Selected text »
^^^^^^^^

Case 1:11-cv-00340-ABJ
Biodiversity Conservation Alliance et al. v. U.S. Forest Service
Federal District Court in Wyoming
Complaint, October 28, 2011
Plaintiffs' Opening Brief, May 8, 2012
Conservationists challenge logging on Black Hills National Forest
November 3, 2011
LARAMIE – Last Friday, four conservation groups launched a legal challenge before the U.S. District Court of Wyoming against the Forest Service’s failure to provide sufficient habitat to maintain viable populations of native plants and wildlife on the Black Hills National Forest. The lawsuit brings a direct challenge to a Forest Plan that allows extreme levels of logging and fails to provide balance in the form of safeguards for declining plants and wildlife and their habitats.

^^^^^^^^

Written task »
Reproduce the Black Hills logging case page between "Case 1:11-cv-00340-ABJ" and "and their habitats.", inclusive. The data plays no role here.

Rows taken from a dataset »
^^^^^^^^

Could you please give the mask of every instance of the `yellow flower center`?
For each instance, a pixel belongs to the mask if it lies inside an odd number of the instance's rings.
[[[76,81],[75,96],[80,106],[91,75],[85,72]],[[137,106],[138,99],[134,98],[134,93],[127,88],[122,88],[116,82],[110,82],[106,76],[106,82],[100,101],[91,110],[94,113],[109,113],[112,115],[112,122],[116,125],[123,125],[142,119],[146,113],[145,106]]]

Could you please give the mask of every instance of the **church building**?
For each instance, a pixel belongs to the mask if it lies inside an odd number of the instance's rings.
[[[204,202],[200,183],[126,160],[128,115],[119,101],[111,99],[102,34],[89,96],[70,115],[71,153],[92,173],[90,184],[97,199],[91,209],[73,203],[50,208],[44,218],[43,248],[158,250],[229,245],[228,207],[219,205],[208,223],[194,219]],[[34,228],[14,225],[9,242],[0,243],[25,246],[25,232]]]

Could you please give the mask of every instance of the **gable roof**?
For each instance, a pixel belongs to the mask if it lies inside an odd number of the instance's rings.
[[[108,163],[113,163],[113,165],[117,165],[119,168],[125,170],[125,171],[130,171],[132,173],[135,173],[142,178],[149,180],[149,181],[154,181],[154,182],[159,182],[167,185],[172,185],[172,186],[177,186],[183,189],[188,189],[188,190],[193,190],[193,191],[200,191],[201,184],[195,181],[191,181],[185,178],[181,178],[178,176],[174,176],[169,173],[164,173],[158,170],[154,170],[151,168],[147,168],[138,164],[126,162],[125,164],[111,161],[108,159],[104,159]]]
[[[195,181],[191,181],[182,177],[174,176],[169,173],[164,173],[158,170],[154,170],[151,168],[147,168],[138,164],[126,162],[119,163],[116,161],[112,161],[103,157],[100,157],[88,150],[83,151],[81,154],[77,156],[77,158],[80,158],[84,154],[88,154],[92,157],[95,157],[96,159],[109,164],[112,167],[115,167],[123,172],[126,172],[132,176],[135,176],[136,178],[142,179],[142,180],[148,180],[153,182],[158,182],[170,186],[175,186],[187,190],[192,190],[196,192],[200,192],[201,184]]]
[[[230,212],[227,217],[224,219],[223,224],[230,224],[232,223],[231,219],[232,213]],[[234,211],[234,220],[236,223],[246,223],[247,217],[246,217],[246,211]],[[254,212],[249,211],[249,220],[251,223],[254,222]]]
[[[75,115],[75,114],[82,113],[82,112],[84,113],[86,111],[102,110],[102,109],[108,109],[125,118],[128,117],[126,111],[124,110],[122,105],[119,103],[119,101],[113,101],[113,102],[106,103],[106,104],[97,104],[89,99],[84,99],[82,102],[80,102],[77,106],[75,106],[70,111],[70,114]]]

^^^^^^^^

Finished task »
Case 1:11-cv-00340-ABJ
Biodiversity Conservation Alliance et al. v. U.S. Forest Service
Federal District Court in Wyoming
Complaint, October 28, 2011
Plaintiffs' Opening Brief, May 8, 2012
Conservationists challenge logging on Black Hills National Forest
November 3, 2011
LARAMIE – Last Friday, four conservation groups launched a legal challenge before the U.S. District Court of Wyoming against the Forest Service’s failure to provide sufficient habitat to maintain viable populations of native plants and wildlife on the Black Hills National Forest. The lawsuit brings a direct challenge to a Forest Plan that allows extreme levels of logging and fails to provide balance in the form of safeguards for declining plants and wildlife and their habitats.